**Your objective:**
Rewrite the entries below so that every "wildlife tally" becomes "image annotation", with nothing else changed.

**Supplied material:**
== == ==

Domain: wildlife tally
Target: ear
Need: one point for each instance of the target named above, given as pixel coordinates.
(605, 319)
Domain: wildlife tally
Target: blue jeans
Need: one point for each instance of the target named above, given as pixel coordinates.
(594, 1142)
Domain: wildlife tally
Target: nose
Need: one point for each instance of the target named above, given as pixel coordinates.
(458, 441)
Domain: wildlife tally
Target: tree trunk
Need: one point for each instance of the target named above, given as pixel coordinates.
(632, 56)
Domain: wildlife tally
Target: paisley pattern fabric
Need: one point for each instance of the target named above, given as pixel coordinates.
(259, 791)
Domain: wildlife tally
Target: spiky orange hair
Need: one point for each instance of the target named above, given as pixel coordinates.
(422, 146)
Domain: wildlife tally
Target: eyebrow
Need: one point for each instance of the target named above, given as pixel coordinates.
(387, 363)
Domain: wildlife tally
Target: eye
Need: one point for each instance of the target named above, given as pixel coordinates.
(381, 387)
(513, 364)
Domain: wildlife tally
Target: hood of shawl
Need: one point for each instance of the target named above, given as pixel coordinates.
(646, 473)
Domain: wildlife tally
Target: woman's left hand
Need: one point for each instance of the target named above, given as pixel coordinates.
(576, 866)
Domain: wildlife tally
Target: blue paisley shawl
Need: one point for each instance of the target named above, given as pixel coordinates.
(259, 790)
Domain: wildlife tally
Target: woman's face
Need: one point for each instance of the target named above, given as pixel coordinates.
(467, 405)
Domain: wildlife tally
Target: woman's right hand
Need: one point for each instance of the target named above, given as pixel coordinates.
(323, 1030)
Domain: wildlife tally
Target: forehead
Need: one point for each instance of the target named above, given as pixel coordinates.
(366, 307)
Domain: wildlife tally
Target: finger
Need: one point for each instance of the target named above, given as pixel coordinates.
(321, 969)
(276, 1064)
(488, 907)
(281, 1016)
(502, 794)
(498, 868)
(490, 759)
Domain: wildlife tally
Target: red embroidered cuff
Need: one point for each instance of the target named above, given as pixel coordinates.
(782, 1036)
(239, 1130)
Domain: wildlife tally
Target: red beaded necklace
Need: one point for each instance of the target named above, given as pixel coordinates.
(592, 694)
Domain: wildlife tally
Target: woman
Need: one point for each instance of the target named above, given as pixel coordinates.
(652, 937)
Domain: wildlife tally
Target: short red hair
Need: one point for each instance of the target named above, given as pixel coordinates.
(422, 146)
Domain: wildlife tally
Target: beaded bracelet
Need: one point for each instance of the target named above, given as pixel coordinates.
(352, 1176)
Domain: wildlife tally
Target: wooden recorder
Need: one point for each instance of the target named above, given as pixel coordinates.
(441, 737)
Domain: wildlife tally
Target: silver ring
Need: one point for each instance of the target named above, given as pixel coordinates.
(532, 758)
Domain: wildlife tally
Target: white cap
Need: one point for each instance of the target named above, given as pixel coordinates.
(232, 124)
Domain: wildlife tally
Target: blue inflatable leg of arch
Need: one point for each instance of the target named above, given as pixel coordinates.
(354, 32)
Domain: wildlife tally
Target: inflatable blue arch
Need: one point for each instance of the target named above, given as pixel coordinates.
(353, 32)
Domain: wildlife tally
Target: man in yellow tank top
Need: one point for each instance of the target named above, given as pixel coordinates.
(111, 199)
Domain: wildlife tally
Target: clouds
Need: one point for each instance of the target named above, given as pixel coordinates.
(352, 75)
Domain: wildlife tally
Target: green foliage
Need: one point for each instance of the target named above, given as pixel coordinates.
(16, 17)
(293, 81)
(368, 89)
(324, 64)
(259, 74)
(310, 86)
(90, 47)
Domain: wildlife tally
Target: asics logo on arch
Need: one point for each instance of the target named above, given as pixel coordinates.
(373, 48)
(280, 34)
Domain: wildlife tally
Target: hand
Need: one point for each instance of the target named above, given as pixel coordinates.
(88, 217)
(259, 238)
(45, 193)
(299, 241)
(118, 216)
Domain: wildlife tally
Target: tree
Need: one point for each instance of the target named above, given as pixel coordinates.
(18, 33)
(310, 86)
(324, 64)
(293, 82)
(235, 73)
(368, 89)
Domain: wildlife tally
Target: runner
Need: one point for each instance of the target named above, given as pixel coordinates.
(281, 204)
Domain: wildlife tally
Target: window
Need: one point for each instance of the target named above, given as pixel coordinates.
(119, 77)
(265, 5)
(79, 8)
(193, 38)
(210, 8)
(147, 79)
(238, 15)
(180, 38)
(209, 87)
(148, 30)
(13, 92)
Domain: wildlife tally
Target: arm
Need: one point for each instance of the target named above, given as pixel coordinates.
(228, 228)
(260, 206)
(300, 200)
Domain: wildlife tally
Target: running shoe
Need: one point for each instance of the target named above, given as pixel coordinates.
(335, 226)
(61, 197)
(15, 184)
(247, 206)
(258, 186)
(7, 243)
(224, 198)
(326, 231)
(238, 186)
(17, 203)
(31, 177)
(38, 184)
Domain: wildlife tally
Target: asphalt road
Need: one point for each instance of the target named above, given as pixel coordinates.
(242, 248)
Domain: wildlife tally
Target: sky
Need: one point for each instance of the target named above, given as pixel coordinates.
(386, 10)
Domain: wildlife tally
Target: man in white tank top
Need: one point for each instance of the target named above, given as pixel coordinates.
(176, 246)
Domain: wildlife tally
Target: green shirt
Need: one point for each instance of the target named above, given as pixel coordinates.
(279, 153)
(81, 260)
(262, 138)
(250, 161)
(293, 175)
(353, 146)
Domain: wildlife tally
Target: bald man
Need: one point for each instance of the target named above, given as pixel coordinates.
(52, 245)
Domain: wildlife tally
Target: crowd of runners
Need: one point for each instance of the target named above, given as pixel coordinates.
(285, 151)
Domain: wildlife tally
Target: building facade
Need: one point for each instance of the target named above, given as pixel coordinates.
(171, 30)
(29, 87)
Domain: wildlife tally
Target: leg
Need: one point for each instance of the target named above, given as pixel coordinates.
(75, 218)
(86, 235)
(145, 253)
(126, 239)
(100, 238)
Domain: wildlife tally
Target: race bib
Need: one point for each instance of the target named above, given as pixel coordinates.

== == ==

**The output:**
Domain: image annotation
Target: ear
Need: one point for each instance of the target named above, given as pixel coordinates.
(605, 319)
Domain: image annotation
Target: blue jeans
Need: one point for each instance of the target named above, given as pixel coordinates.
(594, 1142)
Domain: image annotation
Target: nose
Need: one point for each instance of the target named above, given as pixel coordinates.
(458, 441)
Domain: image annotation
Target: tree trunk
Need: one point for each instance of the target named above, given as pixel coordinates.
(632, 56)
Domain: image annotation
Target: paisley pattern fabric
Need: one point for each instance of the target named above, given as pixel coordinates.
(259, 791)
Domain: image annotation
Target: spiky orange hair
Need: one point for each instance of the target named above, given as pixel coordinates.
(422, 146)
Domain: image annotation
Target: eyebrow
Need: one point for each instance of the target named above, given as pixel coordinates.
(387, 363)
Domain: image annotation
Target: eye
Need: one point for each instance of the target named above, given as pixel coordinates.
(381, 387)
(513, 364)
Domain: image annotation
Target: hood of shawl
Need: one point for each instance of the target named above, given as pixel coordinates.
(646, 473)
Domain: image annotation
Target: woman's left hand
Need: one point for each instance of the target named above, given as pixel coordinates.
(576, 866)
Domain: image annotation
Target: blue paisley shawl
Need: one point for each instance of the target named above, given as pixel coordinates.
(259, 790)
Domain: image annotation
Target: woman's face
Need: one point for each instance of the target named above, given as pixel coordinates.
(467, 405)
Domain: image annotation
Target: woman's right hand
Need: one point for each instance of the target named above, given as pixel coordinates.
(323, 1030)
Domain: image annotation
Target: forehead
Need: one point for each instance of the target named above, given as pixel coordinates.
(366, 307)
Domain: image annotation
Target: finger
Need: one point for each instance of the target named above, given as pixel coordinates.
(321, 969)
(276, 1064)
(488, 907)
(281, 1016)
(502, 794)
(498, 868)
(490, 759)
Domain: image annotation
Target: red embroidered cuff
Need: one point for each instance of the target named above, given as pixel coordinates.
(782, 1036)
(239, 1130)
Domain: image annotation
Target: red beaded necklace
Need: one point for each instance of the target named above, given as pixel coordinates.
(592, 694)
Domain: image annotation
Target: woman
Need: one point for each instance of the target named above, given as pixel coordinates.
(652, 937)
Domain: image annotation
Target: short red hair
Need: one point for each instance of the target named above, given as pixel coordinates.
(422, 146)
Domain: image annotation
Target: beaded bracelet
Need: one point for each instance of the target named above, given as pixel coordinates.
(352, 1176)
Domain: image annotation
Target: wooden recorder
Need: one point for each instance of the target named above, given as pixel coordinates.
(441, 737)
Domain: image annotation
Target: silver ring
Need: one point for each instance of the target named above, given as pixel coordinates.
(532, 758)
Domain: image annotation
Target: white cap
Need: one point for each instance of the target named above, given as pixel coordinates.
(232, 124)
Domain: image annotation
Target: blue inflatable leg of arch
Need: one point for each instance of the target named above, given as pixel coordinates.
(354, 32)
Domain: image annotation
Target: inflatable blue arch
Need: one point for each instance of the target named above, given as pixel coordinates.
(353, 32)
Domain: image annotation
Target: man in yellow tank top
Need: one point for each instance of the target named above, given as pixel coordinates.
(111, 199)
Domain: image annotation
Target: clouds
Need: one point for each instance of the target named above, given as pixel coordinates.
(352, 75)
Domain: image annotation
Target: green foliage
Need: one point for each instance of the target named above, given as pixel coordinates.
(16, 17)
(293, 81)
(368, 89)
(324, 64)
(259, 74)
(310, 86)
(90, 47)
Domain: image annotation
Target: asics logo on arch
Need: one point for each instance of the target named above, given as pixel coordinates.
(373, 48)
(280, 34)
Domain: image annotation
Target: hand
Need: one point for each instance of the target named above, given as pixel coordinates.
(88, 217)
(259, 238)
(45, 193)
(299, 241)
(118, 216)
Domain: image annotation
Target: tree
Need: one point for each instance of the target named above, given as pixel coordinates.
(18, 33)
(310, 86)
(324, 64)
(293, 82)
(235, 73)
(368, 89)
Domain: image annotation
Target: runner
Need: one point for each instance of the target named above, given as pixel coordinates.
(281, 204)
Domain: image annotation
Target: window
Need: one point for each instance of the target named above, given as pixel coordinates.
(119, 77)
(265, 5)
(79, 8)
(193, 38)
(210, 8)
(147, 79)
(238, 15)
(180, 38)
(209, 87)
(148, 30)
(13, 92)
Domain: image annotation
Target: arm
Need: one point for each instance of the target named above, given as pixel coordinates.
(228, 228)
(260, 206)
(300, 200)
Domain: image annotation
Target: running shoe
Need: one point for each instance of the target named above, given as pixel coordinates.
(335, 226)
(61, 197)
(15, 184)
(247, 206)
(258, 186)
(7, 243)
(224, 198)
(326, 231)
(238, 186)
(17, 203)
(31, 177)
(38, 184)
Domain: image annotation
Target: asphalt road
Need: one point for each instance of the target named above, given as pixel coordinates.
(242, 248)
Domain: image annotation
Target: sky
Need: one point for each instance of the target named above, given as pixel coordinates.
(386, 10)
Domain: image annotation
Target: man in white tank top
Need: one point for each instance of the target named above, given as pixel coordinates.
(176, 246)
Domain: image annotation
Target: green shirt
Need: one point for each instance of the target named above, given as pixel coordinates.
(279, 153)
(81, 260)
(262, 138)
(250, 161)
(293, 175)
(353, 146)
Domain: image annotation
Target: bald man
Need: one point for each instance of the target named above, given as pixel coordinates.
(52, 245)
Domain: image annotation
Target: crowd of runners
Need: one point for each instance of the target named above, given as pixel coordinates.
(285, 151)
Domain: image annotation
Target: building facade
Need: one point for each instance of the target named above, given as pixel coordinates.
(171, 30)
(29, 87)
Domain: image annotation
Target: leg
Need: one point for each instance of the target named above, given as pixel coordinates.
(75, 218)
(86, 235)
(145, 253)
(126, 239)
(100, 238)
Domain: image annotation
Target: race bib
Need: one point for each instance of the target named above, given as pixel coordinates.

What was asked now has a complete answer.